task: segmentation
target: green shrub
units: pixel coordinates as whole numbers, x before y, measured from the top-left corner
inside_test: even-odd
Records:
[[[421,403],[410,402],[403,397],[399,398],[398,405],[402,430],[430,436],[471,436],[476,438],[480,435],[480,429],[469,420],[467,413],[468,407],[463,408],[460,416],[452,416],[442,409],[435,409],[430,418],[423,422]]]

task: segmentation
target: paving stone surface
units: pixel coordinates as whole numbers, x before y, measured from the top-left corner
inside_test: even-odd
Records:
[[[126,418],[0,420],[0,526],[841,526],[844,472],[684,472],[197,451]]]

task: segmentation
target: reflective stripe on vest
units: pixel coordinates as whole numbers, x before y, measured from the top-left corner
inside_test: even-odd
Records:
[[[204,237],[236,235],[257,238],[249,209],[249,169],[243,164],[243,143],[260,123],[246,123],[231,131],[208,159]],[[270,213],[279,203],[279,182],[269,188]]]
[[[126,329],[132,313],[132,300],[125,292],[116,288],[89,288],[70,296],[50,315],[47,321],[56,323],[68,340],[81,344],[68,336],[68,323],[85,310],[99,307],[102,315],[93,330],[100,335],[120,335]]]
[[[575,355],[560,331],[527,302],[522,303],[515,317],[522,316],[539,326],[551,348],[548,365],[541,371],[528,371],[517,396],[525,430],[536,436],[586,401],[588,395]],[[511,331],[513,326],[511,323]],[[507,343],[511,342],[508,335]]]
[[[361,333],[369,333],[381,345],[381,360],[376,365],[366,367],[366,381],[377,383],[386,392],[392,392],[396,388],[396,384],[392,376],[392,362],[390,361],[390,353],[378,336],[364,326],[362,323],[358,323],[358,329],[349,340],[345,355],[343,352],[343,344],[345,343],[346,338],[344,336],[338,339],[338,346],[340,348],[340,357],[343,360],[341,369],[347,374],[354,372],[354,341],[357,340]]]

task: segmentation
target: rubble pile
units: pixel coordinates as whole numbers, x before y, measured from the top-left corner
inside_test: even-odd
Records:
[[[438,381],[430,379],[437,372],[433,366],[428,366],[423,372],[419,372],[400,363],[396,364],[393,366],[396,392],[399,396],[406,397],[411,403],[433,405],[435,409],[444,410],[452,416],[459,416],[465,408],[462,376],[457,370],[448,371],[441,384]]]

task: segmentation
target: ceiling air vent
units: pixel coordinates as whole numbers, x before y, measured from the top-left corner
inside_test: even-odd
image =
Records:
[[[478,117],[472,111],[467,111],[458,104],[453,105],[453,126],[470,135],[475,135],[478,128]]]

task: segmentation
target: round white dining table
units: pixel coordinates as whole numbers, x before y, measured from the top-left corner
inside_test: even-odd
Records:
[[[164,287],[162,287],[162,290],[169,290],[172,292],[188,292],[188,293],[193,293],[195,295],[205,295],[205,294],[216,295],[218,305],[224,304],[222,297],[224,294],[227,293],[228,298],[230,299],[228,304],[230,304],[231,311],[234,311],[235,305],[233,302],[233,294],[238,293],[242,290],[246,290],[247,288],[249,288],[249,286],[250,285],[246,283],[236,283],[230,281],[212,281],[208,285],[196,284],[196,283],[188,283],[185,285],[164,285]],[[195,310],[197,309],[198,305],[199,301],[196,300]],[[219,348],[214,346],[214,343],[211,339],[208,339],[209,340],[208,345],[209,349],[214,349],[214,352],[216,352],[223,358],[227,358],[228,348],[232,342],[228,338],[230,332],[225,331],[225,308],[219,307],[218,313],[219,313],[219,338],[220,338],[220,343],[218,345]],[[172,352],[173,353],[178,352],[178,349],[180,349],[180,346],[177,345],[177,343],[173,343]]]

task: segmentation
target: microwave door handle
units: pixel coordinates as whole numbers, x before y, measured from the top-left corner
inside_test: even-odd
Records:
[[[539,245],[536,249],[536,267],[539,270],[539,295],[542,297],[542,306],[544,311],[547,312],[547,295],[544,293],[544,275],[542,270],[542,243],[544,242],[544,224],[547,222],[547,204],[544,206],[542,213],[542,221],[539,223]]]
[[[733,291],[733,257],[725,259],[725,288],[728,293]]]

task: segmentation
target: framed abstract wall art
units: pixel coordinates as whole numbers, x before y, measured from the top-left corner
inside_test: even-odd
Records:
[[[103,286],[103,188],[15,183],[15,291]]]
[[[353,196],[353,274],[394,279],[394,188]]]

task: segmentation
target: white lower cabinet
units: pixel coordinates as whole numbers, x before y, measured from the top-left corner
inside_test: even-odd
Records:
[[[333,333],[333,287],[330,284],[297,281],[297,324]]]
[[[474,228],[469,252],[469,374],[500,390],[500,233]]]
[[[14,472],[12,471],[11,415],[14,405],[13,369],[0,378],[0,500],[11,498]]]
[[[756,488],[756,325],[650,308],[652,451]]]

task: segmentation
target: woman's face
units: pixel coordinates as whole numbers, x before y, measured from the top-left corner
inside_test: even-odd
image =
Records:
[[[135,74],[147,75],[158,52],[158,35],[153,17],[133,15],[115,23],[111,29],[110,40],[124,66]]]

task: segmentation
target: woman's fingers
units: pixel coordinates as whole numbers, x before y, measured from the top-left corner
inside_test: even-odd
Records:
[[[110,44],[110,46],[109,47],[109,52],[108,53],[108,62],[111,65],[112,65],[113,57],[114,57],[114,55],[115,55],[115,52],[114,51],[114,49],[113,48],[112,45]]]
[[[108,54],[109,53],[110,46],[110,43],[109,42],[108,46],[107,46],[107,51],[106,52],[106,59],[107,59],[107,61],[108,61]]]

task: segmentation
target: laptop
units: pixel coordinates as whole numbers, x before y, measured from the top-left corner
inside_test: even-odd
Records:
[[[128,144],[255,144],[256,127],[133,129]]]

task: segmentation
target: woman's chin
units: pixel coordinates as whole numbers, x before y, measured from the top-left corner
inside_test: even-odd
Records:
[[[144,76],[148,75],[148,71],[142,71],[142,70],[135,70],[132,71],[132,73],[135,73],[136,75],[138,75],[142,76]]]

→ **Objective**:
Make an exact copy of the listing, including every line.

→ **Reply**:
task: segmentation
target: green shrub
units: pixel coordinates as whole numbers, x before y, measured from the top-left corner
inside_test: even-odd
Records:
[[[421,403],[410,402],[403,397],[399,398],[398,405],[402,430],[430,436],[471,436],[476,438],[480,435],[480,429],[469,420],[467,413],[468,407],[463,408],[460,416],[452,416],[442,409],[435,409],[430,418],[423,422]]]

task: segmentation
target: paving stone surface
units: pixel coordinates as whole numbers, x before y, measured from the top-left corner
inside_test: even-odd
Records:
[[[126,418],[0,420],[0,526],[841,526],[844,472],[684,472],[197,451]]]

task: segmentation
target: reflective stripe on vest
units: pixel coordinates as whole numbers, x before y, measured from the top-left corner
inside_test: even-odd
Records:
[[[204,237],[236,235],[257,238],[249,209],[249,169],[243,164],[243,143],[260,123],[246,123],[231,131],[208,159]],[[270,213],[279,203],[279,182],[269,188]]]
[[[126,329],[132,313],[132,300],[125,292],[116,288],[89,288],[70,296],[50,315],[47,321],[56,323],[68,340],[81,344],[68,336],[68,323],[85,310],[99,307],[102,315],[93,330],[100,335],[120,335]]]
[[[575,355],[560,331],[527,302],[522,303],[515,317],[522,316],[539,326],[551,348],[548,365],[541,371],[528,371],[517,396],[525,430],[536,436],[586,401],[588,395]],[[511,331],[513,326],[511,323]],[[507,343],[511,342],[508,335]]]
[[[361,333],[369,333],[381,345],[381,360],[376,365],[366,367],[366,381],[377,383],[386,392],[392,392],[396,388],[396,384],[392,376],[392,362],[390,361],[390,353],[378,336],[364,326],[362,323],[358,323],[358,329],[349,340],[345,355],[343,352],[343,344],[345,343],[346,338],[344,336],[338,339],[338,346],[340,348],[340,357],[343,360],[341,369],[347,374],[354,372],[354,341],[357,340]]]

task: segmentation
target: rubble pile
units: pixel coordinates as whole numbers, x before y, measured from the top-left corner
inside_test: even-odd
Records:
[[[438,381],[430,379],[437,372],[433,366],[428,366],[423,372],[419,372],[400,363],[396,364],[393,366],[396,392],[399,396],[406,397],[411,403],[433,405],[435,409],[444,410],[452,416],[459,416],[465,408],[462,376],[457,370],[448,371],[441,384]]]

task: segmentation
target: ceiling air vent
units: pixel coordinates as whole numbers, x before y, measured from the top-left corner
inside_test: even-odd
image =
Records:
[[[478,117],[472,111],[467,111],[458,104],[453,105],[453,126],[470,135],[475,135],[478,128]]]

task: segmentation
target: round white dining table
units: pixel coordinates as whole numbers, x before y, measured from the top-left corner
inside_test: even-odd
Records:
[[[164,287],[162,287],[162,290],[169,290],[172,292],[188,292],[188,293],[193,293],[195,295],[205,295],[205,294],[216,295],[218,305],[224,304],[222,297],[224,294],[227,293],[228,298],[230,299],[228,304],[230,304],[231,311],[234,311],[235,305],[233,302],[233,294],[238,293],[242,290],[246,290],[247,288],[249,288],[249,286],[250,285],[246,283],[236,283],[230,281],[212,281],[208,285],[196,284],[196,283],[188,283],[185,285],[164,285]],[[195,310],[197,309],[198,305],[199,301],[196,300]],[[219,348],[214,346],[214,343],[211,339],[208,339],[209,340],[208,345],[209,349],[214,349],[214,352],[216,352],[223,358],[227,358],[228,348],[232,342],[228,338],[230,332],[225,331],[225,308],[219,307],[218,313],[219,313],[219,338],[220,338],[220,343],[218,345]],[[172,352],[173,353],[178,352],[178,349],[180,349],[180,346],[177,345],[177,343],[173,343]]]

task: segmentation
target: microwave door handle
units: pixel coordinates as whole numbers, x before y, measured from the top-left corner
inside_test: even-odd
Records:
[[[539,245],[536,249],[536,267],[539,270],[539,295],[542,297],[542,306],[544,311],[547,312],[547,295],[544,293],[544,275],[542,270],[542,243],[544,242],[544,224],[547,222],[547,204],[544,206],[542,213],[542,221],[539,223]]]
[[[733,291],[733,257],[725,259],[725,288],[728,293]]]

task: segmentation
target: framed abstract wall art
units: pixel coordinates as whole numbers, x before y, measured from the top-left corner
inside_test: even-odd
Records:
[[[103,286],[103,188],[15,183],[15,291]]]
[[[353,196],[353,274],[394,279],[394,188]]]

task: segmentation
target: white lower cabinet
units: pixel coordinates as whole numbers, x before y, measured from the top-left corner
inside_test: even-odd
Records:
[[[333,333],[333,287],[330,284],[297,281],[297,324]]]
[[[474,228],[469,252],[469,374],[500,390],[500,233]]]
[[[14,472],[12,471],[11,415],[14,405],[13,369],[0,378],[0,500],[11,498]]]
[[[756,488],[756,325],[650,308],[652,451]]]

task: segmentation
target: woman's face
units: pixel coordinates as whole numbers, x before y, measured from the top-left corner
inside_test: even-odd
image =
Records:
[[[135,74],[147,75],[158,52],[158,35],[153,17],[133,15],[115,23],[111,29],[110,40],[124,66]]]

task: segmentation
target: woman's fingers
units: pixel coordinates as whole numbers, x before y, measured from the top-left corner
inside_test: even-odd
Records:
[[[110,44],[110,46],[109,47],[109,52],[108,53],[108,62],[111,65],[112,65],[113,57],[114,57],[114,55],[115,55],[115,52],[114,51],[114,49],[113,48],[112,45]]]
[[[108,54],[109,53],[110,46],[110,43],[109,42],[108,46],[107,46],[107,51],[106,52],[106,59],[107,59],[107,61],[108,61]]]

task: segmentation
target: laptop
units: pixel coordinates as whole numbers, x before y, measured from the top-left corner
inside_test: even-odd
Records:
[[[128,144],[255,144],[256,127],[133,129]]]

task: segmentation
target: woman's chin
units: pixel coordinates as whole numbers, x before y, measured from the top-left corner
inside_test: even-odd
Records:
[[[144,76],[148,75],[148,71],[142,71],[142,70],[135,70],[132,71],[132,73],[135,73],[136,75],[138,75],[142,76]]]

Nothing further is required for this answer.